The input:
◇ ◇ ◇ ◇ ◇

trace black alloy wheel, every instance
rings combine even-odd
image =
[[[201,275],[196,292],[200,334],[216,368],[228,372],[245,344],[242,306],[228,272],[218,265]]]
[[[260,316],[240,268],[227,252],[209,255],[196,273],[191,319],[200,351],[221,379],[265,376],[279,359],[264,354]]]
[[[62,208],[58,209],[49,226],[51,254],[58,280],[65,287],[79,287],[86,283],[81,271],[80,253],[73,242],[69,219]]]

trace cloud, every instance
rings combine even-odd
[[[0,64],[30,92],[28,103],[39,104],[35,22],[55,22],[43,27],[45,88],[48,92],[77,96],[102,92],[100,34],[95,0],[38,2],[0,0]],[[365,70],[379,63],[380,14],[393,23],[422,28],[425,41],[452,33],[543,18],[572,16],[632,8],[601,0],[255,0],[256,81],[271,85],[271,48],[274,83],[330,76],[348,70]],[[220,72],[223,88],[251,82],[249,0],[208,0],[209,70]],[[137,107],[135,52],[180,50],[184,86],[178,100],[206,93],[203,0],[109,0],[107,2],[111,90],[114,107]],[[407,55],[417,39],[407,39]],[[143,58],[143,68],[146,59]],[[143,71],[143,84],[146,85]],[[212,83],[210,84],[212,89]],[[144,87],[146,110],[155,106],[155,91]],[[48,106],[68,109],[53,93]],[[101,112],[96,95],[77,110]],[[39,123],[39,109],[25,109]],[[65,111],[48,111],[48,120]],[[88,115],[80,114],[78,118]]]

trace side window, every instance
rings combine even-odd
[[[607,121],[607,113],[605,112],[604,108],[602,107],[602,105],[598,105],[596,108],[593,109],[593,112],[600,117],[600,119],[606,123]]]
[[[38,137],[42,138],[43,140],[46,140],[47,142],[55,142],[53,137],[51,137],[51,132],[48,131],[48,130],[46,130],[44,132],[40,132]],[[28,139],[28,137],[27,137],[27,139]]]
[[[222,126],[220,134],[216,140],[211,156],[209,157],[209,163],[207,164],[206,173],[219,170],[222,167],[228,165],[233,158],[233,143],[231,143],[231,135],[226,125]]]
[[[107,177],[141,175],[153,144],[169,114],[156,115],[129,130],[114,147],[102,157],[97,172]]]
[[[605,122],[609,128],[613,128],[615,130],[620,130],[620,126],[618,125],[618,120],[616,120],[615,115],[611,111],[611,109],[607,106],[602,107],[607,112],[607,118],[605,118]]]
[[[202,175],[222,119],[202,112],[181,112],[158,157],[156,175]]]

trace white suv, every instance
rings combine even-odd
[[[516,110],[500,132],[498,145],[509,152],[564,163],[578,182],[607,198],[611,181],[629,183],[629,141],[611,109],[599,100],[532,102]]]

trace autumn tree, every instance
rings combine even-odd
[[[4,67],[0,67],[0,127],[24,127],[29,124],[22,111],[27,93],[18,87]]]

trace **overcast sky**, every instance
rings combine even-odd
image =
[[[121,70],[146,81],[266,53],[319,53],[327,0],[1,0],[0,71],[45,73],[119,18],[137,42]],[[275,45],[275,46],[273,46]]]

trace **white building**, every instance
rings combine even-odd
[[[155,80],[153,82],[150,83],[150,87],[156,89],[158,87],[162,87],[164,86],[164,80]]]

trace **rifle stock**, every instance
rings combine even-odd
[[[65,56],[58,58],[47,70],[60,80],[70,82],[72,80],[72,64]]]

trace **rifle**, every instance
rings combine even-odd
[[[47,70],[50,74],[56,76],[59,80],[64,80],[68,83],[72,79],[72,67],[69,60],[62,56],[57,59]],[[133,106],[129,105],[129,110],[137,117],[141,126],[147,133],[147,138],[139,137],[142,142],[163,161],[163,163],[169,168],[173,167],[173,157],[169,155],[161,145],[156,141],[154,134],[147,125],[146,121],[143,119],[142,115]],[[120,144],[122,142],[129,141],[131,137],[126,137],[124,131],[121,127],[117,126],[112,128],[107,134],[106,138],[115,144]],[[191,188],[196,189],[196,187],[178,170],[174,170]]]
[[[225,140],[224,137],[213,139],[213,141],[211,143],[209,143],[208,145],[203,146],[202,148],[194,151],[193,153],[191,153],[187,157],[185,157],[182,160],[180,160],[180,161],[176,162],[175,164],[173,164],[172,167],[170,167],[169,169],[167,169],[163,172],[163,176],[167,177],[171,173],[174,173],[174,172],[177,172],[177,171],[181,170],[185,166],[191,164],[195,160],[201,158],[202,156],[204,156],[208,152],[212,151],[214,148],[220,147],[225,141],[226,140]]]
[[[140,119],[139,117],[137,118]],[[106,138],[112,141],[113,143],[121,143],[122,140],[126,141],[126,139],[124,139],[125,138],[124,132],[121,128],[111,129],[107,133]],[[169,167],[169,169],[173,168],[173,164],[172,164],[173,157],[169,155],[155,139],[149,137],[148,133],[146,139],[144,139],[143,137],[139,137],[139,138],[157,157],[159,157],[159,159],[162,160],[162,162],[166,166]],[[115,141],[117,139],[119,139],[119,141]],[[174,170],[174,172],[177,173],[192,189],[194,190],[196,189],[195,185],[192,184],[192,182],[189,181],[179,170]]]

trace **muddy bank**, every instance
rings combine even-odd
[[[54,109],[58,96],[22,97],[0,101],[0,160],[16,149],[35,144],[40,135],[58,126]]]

◇ ◇ ◇ ◇ ◇

How to complete this task:
Output an exact copy of the listing.

Exercise output:
trace black alloy wheel, every instance
rings combine even-odd
image =
[[[201,275],[196,292],[200,334],[216,368],[228,372],[245,344],[242,306],[228,272],[218,265]]]
[[[260,316],[240,268],[227,252],[209,255],[196,273],[191,319],[200,351],[221,379],[265,376],[279,359],[264,354]]]
[[[62,208],[58,209],[49,226],[51,254],[58,280],[65,287],[79,287],[86,283],[81,271],[80,253],[73,242],[69,219]]]

trace cloud, every instance
rings combine even-odd
[[[0,64],[30,92],[28,103],[39,104],[35,22],[55,22],[43,27],[45,88],[48,92],[77,96],[102,92],[100,34],[95,0],[38,2],[0,0]],[[365,70],[379,63],[380,14],[393,23],[422,28],[425,41],[452,33],[543,18],[572,16],[632,8],[601,0],[255,0],[256,81],[271,85],[271,48],[274,83],[330,76],[348,70]],[[220,72],[223,88],[251,82],[249,0],[208,0],[209,70]],[[137,107],[135,52],[180,50],[184,86],[178,100],[206,93],[203,0],[109,0],[107,2],[111,90],[114,107]],[[407,55],[417,39],[407,39]],[[143,58],[143,68],[146,59]],[[143,71],[143,84],[146,85]],[[212,83],[210,84],[212,89]],[[144,87],[146,110],[155,106],[155,91]],[[48,106],[68,109],[53,93]],[[101,112],[96,95],[77,110]],[[39,123],[39,109],[25,109]],[[65,111],[48,111],[48,120]],[[88,115],[80,114],[78,118]]]

trace side window, every instance
rings combine even-odd
[[[607,121],[607,113],[605,112],[604,108],[602,107],[602,105],[598,105],[596,108],[593,109],[593,112],[600,117],[600,119],[606,123]]]
[[[38,137],[42,138],[43,140],[46,140],[47,142],[55,142],[53,137],[51,137],[51,132],[48,131],[48,130],[46,130],[44,132],[40,132]],[[28,139],[28,137],[27,137],[27,139]]]
[[[222,126],[220,134],[216,140],[211,156],[209,157],[209,163],[207,164],[206,173],[219,170],[222,167],[228,165],[233,158],[233,143],[231,143],[231,135],[226,125]]]
[[[107,177],[141,175],[153,144],[169,114],[156,115],[129,130],[114,147],[102,157],[97,172]]]
[[[605,122],[609,128],[613,128],[615,130],[620,130],[620,126],[618,125],[618,120],[616,120],[615,115],[611,111],[611,109],[607,106],[602,107],[607,112],[607,118],[605,118]]]
[[[202,175],[222,119],[202,112],[181,112],[158,157],[156,175]]]

trace white suv, every instance
rings combine even-odd
[[[516,110],[500,132],[498,145],[509,152],[564,163],[578,182],[607,198],[611,181],[629,183],[629,141],[611,109],[599,100],[532,102]]]

trace autumn tree, every instance
rings combine even-odd
[[[4,67],[0,67],[0,127],[24,127],[29,124],[22,111],[27,93],[18,87]]]

trace **overcast sky**, every instance
rings combine even-odd
image =
[[[121,70],[146,81],[266,53],[319,53],[327,0],[1,0],[0,71],[45,73],[119,18],[137,42]],[[275,45],[275,46],[273,46]]]

trace **white building**, every instance
rings combine even-odd
[[[155,80],[153,82],[150,83],[150,87],[156,89],[158,87],[162,87],[164,86],[164,80]]]

trace **rifle stock**, every instance
rings combine even-odd
[[[65,56],[58,58],[47,70],[60,80],[70,82],[72,80],[72,64]]]

trace **rifle**, every instance
rings combine even-odd
[[[47,70],[50,74],[56,76],[59,80],[64,80],[68,83],[72,79],[72,67],[69,60],[62,56],[57,59]],[[133,106],[129,105],[129,110],[137,117],[141,126],[147,133],[147,138],[139,137],[142,142],[163,161],[163,163],[169,168],[173,167],[173,157],[169,155],[161,145],[156,141],[154,134],[147,125],[146,121],[143,119],[142,115]],[[120,144],[122,142],[129,141],[131,137],[126,137],[124,131],[121,127],[117,126],[112,128],[107,134],[106,138],[115,144]],[[191,188],[196,189],[196,187],[178,170],[174,170]]]
[[[225,140],[224,137],[213,139],[213,141],[211,143],[209,143],[208,145],[203,146],[202,148],[194,151],[193,153],[191,153],[187,157],[185,157],[182,160],[180,160],[180,161],[176,162],[175,164],[173,164],[172,167],[170,167],[169,169],[167,169],[163,172],[163,176],[167,177],[171,173],[174,173],[174,172],[177,172],[177,171],[181,170],[185,166],[191,164],[195,160],[201,158],[202,156],[204,156],[208,152],[212,151],[214,148],[220,147],[225,141],[226,140]]]
[[[140,119],[139,117],[137,118]],[[106,138],[112,141],[113,143],[121,143],[122,140],[126,141],[126,139],[124,139],[125,138],[124,132],[121,128],[111,129],[107,133]],[[169,167],[169,169],[173,168],[173,164],[172,164],[173,157],[169,155],[155,139],[149,137],[148,133],[146,139],[144,139],[143,137],[139,137],[139,138],[157,157],[159,157],[159,159],[162,160],[162,162],[166,166]],[[115,141],[117,139],[119,139],[119,141]],[[174,170],[174,172],[177,173],[192,189],[194,190],[196,189],[195,185],[192,184],[192,182],[189,181],[179,170]]]

trace **muddy bank**, every instance
rings combine even-odd
[[[54,109],[58,96],[22,97],[0,101],[0,160],[16,149],[35,144],[40,135],[58,126]]]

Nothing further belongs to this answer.